Records from a data source:
-=-=-=-=-

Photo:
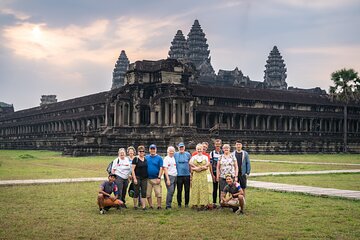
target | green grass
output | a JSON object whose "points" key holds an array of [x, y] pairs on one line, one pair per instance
{"points": [[29, 164], [348, 181], [35, 164], [257, 167], [69, 211], [331, 158]]}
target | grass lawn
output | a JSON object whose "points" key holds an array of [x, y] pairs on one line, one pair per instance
{"points": [[68, 211], [334, 158], [348, 181], [257, 167], [28, 164], [36, 164]]}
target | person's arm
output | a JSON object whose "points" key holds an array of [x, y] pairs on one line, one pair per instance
{"points": [[113, 168], [236, 170], [166, 173], [218, 170], [133, 166], [248, 167]]}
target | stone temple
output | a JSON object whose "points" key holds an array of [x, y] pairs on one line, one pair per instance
{"points": [[181, 98]]}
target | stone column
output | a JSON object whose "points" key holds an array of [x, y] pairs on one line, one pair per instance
{"points": [[191, 113], [257, 122], [268, 123], [203, 120], [233, 117], [207, 120], [121, 114], [166, 115], [160, 120], [183, 113], [173, 112], [152, 115], [107, 114], [178, 114], [116, 113]]}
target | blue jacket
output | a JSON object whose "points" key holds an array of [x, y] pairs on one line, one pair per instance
{"points": [[245, 165]]}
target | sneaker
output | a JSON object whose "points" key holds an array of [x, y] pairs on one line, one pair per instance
{"points": [[239, 211]]}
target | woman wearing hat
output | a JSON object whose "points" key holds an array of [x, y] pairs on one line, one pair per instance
{"points": [[199, 190], [140, 177]]}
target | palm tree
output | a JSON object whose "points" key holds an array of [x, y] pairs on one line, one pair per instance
{"points": [[346, 89]]}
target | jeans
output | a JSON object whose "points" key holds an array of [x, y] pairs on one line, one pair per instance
{"points": [[216, 191], [140, 187], [122, 185], [180, 182], [170, 190]]}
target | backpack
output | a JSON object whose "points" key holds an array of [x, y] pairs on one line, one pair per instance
{"points": [[109, 167]]}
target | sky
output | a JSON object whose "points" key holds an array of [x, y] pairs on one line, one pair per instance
{"points": [[69, 47]]}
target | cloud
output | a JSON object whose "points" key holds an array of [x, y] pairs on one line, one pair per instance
{"points": [[57, 45], [318, 4], [17, 14]]}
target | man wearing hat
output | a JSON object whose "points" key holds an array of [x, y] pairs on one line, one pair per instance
{"points": [[182, 159], [105, 200], [155, 170]]}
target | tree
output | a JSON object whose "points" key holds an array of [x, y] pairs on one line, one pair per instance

-=-=-=-=-

How to complete this task
Of the lines above, retype only those from the line containing "target | stone temple" through the line containing "target | blue jacket", including both, exactly.

The completed task
target | stone temple
output | a JSON object whose "points" key holds an array of [x, y] pairs on one line, one pair per instance
{"points": [[181, 98]]}
target | stone column
output | a JSON object whose "points" key holds an array of [x, y] pairs on one line, one pair per instance
{"points": [[191, 113], [257, 122], [268, 123], [203, 120], [233, 117], [207, 120], [121, 114], [166, 115], [160, 120], [183, 113], [173, 112], [152, 115], [107, 114], [178, 114], [116, 113]]}
target | blue jacket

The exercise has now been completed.